> [Passage provided]:

What unfolds is part breakdown, part rant, and part love letter to the frameworks that changed our lives.

Embodiment: Being it, not just saying it.

We started with embodiment, because that’s usually the easier entry point when explaining this work to people.

Ana starts with how she explains embodiment to friends. It’s the difference between saying I value peace and actually embodying peace. You know when you meet someone and their presence is peace? That’s embodiment. It’s the lived, felt, and often wordless expression of something.

That’s the transmission of embodiment: how what’s alive in us affects the people around us. When your presence speaks louder than your words. It’s when you don’t just think something — you are it and others can feel it. And it’s often undervalued in facilitator spaces, even though it’s happening all the time, whether we’re conscious of it or not.

And it’s more than that.

Embodiment is also about integration. It’s the act of bringing your full experience — emotions, sensations, energy, intuition — into the body. It’s not just about showing something outwardly; it’s about living through it, from the inside out.

It’s being attuned to what’s happening in your body and around you. It’s sensing energy, feeling emotions, and processing them through your physicality instead of just analyzing them with your mind. It’s how you experience life not just as someone with a body, but as a body.

> [Raw data]:
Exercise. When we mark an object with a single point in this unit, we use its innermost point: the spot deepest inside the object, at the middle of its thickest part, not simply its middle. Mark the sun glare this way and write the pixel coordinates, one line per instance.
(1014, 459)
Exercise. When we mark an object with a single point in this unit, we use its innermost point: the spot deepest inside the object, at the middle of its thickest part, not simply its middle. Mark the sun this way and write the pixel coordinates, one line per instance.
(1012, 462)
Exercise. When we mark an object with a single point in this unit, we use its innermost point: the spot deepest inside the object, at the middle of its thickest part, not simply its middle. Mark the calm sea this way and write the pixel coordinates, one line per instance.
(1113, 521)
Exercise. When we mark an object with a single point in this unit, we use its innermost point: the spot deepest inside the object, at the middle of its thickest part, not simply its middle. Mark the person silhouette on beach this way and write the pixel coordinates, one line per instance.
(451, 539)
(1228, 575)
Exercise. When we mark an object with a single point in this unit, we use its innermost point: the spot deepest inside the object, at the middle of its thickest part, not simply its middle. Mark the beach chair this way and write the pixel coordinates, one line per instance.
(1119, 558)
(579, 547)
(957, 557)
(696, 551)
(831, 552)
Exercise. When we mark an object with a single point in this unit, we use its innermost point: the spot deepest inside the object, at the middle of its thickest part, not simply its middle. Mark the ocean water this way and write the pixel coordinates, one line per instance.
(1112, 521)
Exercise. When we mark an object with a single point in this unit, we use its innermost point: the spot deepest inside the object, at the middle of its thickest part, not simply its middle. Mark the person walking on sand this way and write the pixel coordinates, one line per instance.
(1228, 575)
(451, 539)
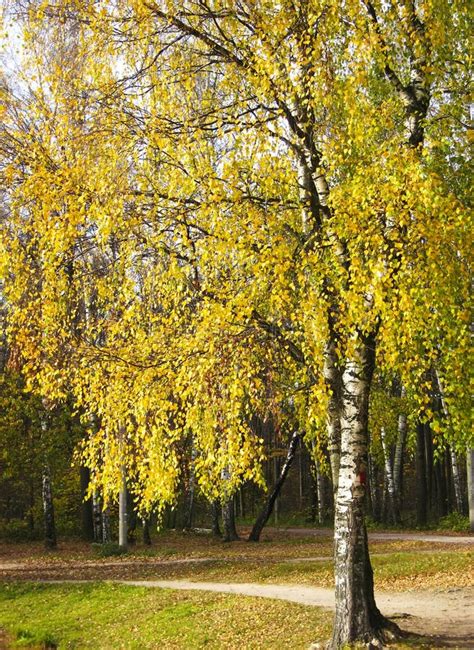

> [What you will do]:
• A. Transcribe the passage on embodiment word for word, starting at "Ana starts with" and ending at "of it or not.".
• B. Pick up the passage on embodiment where it stops and continue writing it.

> [Results for the exercise]:
• A.
Ana starts with how she explains embodiment to friends. It’s the difference between saying I value peace and actually embodying peace. You know when you meet someone and their presence is peace? That’s embodiment. It’s the lived, felt, and often wordless expression of something.

That’s the transmission of embodiment: how what’s alive in us affects the people around us. When your presence speaks louder than your words. It’s when you don’t just think something — you are it and others can feel it. And it’s often undervalued in facilitator spaces, even though it’s happening all the time, whether we’re conscious of it or not.

• B.
“It’s moving beyond just living in the head, and into every dimension of your being, including the ones you can’t explain.” — Leona Waller

Embodiment includes processing emotion, accessing intuition, transmitting energy, and inhabiting your unique way of being. It’s different for everyone… and that’s not a flaw, it’s the point. Embodiment is personal. It’s experiential. It doesn’t have a singular path or rigid structure. There is no one right way to do it, and that’s part of the beauty.

It’s deeply personal, sometimes undefinable, but unmistakably felt.

We shared a few definitions (including one we asked AI to generate), but kept coming back to this:

Embodiment is the full expression of your inner experience — through your body, without needing words. It’s personal, intuitive, and unique to each person. You don’t just talk about peace — you are peace. You don’t explain your creativity — you move with it. Embodiment isn’t one thing, it’s how your whole being communicates what matters most in that moment, often without ever saying a word.

Somatics gives us structure.

If embodiment is the full, living, felt expression of what’s alive in you, then somatics is one of the pathways to get there — especially for people who’ve spent most of their lives in their heads.

Somatics offers structure. A framework. A way in. It’s a system of practices and awareness-building tools that help you notice what’s happening inside your body, often for the first time.

Ana described it like this:

“Somatics paints a picture for you — and gives you a table and a list where the dots all connect.” — Ana Ally

For someone who’s used to thinking in concepts, plans, and problem-solving (like Ana, who has a degree in mechanical engineering), embodiment can sound like gibberish. “Let it move you” might as well be a foreign language.

That’s where somatics comes in. It meets you where you are and says: Here’s how to begin.

Somatics helps build awareness of your inner world.

In somatic practice, we begin with questions like:

  • What physical sensations are present in your body right now?

  • What emotions are you aware of?

  • Can you name them without needing to explain them?

That’s it. No interpretation. No analysis. No story. Just noticing.

This is the muscle we build with somatic practices: the capacity to become aware of our internal experience, and to stay with it. And for many of us, that awareness was never modeled or encouraged growing up.

The root of the word somatics help us understand the concept even more deeply.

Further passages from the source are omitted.